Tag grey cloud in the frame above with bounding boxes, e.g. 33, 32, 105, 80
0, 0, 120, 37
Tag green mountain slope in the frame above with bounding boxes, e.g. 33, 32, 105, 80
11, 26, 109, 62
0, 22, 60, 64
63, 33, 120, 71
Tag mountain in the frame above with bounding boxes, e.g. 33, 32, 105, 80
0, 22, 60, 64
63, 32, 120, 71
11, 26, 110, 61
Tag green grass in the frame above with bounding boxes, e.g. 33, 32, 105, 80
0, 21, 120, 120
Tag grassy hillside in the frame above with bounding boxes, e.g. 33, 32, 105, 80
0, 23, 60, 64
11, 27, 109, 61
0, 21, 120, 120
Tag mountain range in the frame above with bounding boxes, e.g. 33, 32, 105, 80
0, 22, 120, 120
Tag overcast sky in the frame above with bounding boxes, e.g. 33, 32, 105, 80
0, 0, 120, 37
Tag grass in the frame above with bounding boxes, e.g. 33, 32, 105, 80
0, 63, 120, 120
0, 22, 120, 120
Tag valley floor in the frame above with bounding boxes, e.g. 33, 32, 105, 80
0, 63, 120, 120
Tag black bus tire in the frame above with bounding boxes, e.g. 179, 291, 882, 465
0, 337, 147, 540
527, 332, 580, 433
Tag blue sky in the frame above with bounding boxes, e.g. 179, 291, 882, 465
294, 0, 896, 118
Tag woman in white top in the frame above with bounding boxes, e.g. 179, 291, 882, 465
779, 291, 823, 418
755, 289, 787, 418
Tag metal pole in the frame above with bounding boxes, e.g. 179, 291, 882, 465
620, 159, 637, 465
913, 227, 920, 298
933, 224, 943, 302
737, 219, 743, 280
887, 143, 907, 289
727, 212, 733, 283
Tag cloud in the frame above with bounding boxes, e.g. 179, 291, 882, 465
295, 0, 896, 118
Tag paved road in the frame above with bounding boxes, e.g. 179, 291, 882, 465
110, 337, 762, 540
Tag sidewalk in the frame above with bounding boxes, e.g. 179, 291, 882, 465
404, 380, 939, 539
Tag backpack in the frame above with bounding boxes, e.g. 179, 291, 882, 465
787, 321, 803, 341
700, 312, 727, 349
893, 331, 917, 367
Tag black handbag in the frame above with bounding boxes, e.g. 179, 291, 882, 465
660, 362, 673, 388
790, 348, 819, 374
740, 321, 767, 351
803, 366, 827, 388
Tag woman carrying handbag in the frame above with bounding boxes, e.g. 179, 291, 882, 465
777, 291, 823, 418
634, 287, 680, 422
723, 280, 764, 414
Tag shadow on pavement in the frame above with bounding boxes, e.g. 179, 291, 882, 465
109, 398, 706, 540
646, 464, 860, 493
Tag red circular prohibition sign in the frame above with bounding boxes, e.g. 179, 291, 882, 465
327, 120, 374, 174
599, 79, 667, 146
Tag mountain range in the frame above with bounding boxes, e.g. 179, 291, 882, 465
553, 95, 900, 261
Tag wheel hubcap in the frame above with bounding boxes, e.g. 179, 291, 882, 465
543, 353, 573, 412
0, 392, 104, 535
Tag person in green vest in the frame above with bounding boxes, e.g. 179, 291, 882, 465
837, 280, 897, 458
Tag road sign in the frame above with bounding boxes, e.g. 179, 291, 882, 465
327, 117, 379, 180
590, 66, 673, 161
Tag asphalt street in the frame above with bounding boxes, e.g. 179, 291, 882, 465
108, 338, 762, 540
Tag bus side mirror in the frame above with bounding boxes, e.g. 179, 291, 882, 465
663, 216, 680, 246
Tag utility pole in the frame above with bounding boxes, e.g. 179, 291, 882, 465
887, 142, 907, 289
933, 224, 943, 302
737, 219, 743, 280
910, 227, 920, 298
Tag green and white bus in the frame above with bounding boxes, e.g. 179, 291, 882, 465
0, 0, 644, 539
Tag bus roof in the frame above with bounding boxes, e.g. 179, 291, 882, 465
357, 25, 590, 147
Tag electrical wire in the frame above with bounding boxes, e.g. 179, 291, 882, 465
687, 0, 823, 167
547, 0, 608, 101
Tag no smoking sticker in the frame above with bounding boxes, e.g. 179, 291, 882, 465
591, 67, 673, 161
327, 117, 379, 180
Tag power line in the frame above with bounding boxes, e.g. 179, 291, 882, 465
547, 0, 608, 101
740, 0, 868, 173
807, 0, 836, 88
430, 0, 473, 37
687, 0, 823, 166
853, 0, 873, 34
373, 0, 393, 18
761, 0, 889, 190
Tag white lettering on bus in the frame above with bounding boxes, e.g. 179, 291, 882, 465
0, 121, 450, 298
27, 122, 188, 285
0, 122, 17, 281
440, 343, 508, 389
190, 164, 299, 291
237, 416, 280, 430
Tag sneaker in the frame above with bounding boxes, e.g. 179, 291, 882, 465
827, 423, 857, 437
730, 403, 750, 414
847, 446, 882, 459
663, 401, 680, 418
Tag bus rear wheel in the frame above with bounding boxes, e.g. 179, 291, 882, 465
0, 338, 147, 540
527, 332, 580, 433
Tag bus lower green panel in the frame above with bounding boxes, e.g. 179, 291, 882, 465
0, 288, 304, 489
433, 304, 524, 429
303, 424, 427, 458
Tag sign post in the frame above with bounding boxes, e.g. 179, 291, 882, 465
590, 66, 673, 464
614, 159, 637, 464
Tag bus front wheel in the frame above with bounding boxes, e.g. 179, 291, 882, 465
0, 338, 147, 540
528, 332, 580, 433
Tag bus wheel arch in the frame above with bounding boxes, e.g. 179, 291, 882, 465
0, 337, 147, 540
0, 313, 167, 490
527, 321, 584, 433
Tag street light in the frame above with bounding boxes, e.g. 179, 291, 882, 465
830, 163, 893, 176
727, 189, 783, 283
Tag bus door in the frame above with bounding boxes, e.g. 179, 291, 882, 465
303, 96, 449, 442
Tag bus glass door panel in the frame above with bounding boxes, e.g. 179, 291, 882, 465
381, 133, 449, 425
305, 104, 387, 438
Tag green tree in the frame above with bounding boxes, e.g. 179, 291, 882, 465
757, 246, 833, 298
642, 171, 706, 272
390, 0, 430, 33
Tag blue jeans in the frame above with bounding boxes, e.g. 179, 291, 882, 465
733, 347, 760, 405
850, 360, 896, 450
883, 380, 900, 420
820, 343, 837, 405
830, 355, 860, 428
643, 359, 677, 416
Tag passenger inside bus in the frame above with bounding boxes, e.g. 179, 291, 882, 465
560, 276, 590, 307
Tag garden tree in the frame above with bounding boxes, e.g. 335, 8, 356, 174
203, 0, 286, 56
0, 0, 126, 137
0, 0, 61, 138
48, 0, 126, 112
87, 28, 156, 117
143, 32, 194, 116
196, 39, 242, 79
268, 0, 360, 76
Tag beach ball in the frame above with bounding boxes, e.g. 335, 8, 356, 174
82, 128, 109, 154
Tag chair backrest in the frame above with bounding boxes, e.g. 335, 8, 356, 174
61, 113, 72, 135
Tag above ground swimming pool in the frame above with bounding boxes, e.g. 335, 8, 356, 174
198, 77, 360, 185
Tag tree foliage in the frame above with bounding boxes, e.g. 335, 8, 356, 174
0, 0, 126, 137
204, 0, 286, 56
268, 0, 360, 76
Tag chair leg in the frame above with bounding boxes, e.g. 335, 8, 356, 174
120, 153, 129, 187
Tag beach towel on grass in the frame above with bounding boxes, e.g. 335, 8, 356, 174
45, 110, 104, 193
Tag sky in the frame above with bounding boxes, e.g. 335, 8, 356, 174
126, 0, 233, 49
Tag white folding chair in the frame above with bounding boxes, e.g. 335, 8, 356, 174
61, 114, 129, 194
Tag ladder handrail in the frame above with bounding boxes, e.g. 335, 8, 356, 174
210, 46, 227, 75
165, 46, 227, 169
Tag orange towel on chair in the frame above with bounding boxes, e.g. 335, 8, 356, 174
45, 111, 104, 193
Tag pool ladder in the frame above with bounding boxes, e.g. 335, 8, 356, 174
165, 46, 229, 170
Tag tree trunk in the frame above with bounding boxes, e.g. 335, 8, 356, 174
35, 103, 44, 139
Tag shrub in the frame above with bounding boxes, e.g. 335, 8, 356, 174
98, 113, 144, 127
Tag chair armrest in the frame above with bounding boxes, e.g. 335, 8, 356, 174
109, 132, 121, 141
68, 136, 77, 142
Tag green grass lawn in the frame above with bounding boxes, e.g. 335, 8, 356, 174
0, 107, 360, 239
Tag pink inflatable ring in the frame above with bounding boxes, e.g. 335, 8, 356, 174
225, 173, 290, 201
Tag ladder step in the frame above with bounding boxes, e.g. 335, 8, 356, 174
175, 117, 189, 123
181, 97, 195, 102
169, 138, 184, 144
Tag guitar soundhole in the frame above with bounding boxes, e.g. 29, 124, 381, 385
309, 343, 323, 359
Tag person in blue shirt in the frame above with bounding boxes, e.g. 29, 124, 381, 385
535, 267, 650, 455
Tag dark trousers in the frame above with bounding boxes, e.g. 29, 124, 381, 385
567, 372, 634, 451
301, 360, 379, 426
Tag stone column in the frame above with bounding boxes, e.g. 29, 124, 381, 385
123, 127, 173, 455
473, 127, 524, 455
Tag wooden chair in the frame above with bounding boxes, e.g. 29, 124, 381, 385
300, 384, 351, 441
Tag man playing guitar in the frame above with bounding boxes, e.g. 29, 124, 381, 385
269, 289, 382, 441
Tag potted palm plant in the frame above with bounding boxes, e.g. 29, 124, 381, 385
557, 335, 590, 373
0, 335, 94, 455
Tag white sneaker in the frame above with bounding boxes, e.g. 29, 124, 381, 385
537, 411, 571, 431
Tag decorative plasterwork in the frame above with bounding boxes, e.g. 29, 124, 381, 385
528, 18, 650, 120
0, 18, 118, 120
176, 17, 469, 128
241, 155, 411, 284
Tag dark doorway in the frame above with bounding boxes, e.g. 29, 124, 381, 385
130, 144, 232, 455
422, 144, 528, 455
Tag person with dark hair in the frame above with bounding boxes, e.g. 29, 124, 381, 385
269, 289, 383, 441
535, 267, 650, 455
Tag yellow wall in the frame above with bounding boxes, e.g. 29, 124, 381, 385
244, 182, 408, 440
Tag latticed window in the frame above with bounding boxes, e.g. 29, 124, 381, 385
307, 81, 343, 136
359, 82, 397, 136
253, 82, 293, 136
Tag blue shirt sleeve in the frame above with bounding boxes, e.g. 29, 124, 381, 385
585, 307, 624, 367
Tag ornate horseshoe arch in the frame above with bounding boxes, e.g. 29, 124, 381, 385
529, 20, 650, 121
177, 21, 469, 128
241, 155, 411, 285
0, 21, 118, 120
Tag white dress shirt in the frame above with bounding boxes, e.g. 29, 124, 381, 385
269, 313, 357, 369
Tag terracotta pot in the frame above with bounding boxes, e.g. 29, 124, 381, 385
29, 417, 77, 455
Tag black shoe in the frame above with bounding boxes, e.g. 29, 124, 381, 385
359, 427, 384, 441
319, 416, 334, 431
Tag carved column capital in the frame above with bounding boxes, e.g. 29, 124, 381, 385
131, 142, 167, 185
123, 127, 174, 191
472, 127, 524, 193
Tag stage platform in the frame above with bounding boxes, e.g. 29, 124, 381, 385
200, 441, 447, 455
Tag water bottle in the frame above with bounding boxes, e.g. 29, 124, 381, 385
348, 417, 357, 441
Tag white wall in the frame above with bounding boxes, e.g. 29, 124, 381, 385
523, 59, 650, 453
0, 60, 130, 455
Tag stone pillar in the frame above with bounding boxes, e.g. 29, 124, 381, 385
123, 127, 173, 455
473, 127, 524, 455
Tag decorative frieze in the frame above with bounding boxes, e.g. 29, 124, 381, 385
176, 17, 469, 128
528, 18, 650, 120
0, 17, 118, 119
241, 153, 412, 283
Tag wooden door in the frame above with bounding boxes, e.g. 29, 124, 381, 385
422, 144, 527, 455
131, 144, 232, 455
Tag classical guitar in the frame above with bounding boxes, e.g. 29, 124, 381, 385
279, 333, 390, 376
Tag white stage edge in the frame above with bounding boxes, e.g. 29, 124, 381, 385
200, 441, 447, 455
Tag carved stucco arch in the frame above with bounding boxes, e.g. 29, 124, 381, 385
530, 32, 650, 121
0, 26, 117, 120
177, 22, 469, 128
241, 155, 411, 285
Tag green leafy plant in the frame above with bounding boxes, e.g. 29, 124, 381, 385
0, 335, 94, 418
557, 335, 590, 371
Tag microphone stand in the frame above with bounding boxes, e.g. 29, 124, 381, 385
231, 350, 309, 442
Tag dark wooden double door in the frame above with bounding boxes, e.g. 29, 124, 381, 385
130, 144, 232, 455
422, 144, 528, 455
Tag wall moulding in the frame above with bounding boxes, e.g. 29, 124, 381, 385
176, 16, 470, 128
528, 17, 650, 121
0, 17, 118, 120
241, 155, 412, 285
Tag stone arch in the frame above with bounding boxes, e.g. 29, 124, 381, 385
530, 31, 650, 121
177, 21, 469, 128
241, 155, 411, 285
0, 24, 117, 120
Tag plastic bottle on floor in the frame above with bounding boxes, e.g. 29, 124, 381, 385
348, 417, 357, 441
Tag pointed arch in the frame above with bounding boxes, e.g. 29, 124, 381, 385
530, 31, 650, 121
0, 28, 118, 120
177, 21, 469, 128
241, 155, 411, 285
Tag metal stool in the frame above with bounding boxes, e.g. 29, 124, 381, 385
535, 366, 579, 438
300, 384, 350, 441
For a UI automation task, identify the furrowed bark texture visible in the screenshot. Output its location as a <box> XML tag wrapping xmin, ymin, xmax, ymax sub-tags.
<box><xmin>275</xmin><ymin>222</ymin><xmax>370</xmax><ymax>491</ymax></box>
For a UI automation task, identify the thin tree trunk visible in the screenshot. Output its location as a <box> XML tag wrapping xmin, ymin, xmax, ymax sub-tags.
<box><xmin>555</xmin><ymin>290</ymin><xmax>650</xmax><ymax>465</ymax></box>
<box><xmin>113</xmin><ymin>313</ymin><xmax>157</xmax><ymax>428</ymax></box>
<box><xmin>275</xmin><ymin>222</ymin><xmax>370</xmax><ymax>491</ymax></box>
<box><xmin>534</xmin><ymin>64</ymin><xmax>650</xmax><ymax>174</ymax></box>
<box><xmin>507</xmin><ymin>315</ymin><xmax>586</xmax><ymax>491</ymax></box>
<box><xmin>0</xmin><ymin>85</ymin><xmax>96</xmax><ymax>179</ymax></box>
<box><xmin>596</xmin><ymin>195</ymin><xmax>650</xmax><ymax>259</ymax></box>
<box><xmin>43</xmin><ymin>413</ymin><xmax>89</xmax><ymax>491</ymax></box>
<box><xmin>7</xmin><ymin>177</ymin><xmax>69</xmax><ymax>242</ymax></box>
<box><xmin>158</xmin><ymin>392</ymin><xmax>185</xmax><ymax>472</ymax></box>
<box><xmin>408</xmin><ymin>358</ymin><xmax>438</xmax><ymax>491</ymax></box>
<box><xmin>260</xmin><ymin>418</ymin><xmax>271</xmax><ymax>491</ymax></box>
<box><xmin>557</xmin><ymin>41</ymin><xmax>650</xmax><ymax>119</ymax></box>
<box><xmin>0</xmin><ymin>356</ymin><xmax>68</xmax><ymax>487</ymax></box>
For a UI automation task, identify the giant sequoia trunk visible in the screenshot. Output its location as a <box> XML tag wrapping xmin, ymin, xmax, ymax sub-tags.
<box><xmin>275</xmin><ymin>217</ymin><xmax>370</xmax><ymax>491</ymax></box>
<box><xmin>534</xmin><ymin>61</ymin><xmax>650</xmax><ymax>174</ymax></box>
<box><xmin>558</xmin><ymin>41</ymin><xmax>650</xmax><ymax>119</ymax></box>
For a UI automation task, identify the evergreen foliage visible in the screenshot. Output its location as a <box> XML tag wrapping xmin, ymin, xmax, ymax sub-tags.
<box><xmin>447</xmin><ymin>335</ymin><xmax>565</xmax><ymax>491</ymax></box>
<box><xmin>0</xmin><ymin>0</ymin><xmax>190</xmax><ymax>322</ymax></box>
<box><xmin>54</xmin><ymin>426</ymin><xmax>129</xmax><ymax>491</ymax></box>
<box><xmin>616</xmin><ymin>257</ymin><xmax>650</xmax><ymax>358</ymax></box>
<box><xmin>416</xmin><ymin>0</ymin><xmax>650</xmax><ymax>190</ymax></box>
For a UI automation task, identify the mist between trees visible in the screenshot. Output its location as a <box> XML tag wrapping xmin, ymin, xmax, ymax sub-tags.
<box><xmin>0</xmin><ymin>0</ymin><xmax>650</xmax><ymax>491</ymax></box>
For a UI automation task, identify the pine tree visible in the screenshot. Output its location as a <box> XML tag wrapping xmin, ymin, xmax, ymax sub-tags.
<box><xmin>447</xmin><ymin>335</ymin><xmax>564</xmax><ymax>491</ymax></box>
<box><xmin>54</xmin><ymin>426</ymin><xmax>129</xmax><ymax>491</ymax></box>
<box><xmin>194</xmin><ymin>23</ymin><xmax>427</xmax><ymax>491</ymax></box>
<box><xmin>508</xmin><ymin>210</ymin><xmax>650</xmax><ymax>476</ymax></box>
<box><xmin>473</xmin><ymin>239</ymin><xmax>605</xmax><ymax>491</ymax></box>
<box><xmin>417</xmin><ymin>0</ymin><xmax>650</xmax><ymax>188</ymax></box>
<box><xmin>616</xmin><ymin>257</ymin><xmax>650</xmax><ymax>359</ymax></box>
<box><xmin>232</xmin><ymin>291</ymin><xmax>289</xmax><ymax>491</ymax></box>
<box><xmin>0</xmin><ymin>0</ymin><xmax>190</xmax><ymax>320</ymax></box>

What you will do ▸ Copy the material above verbatim, from the line containing "Tag pointed arch" up to and including the line containing "300, 384, 350, 441".

Response to this task ▸
Tag pointed arch in the frame above with bounding boxes, e.g. 29, 124, 381, 385
530, 31, 650, 121
0, 28, 118, 120
177, 21, 469, 128
241, 155, 411, 285
Tag metal stool in the frame above with bounding boxes, e.g. 29, 124, 381, 385
535, 366, 579, 438
300, 384, 350, 441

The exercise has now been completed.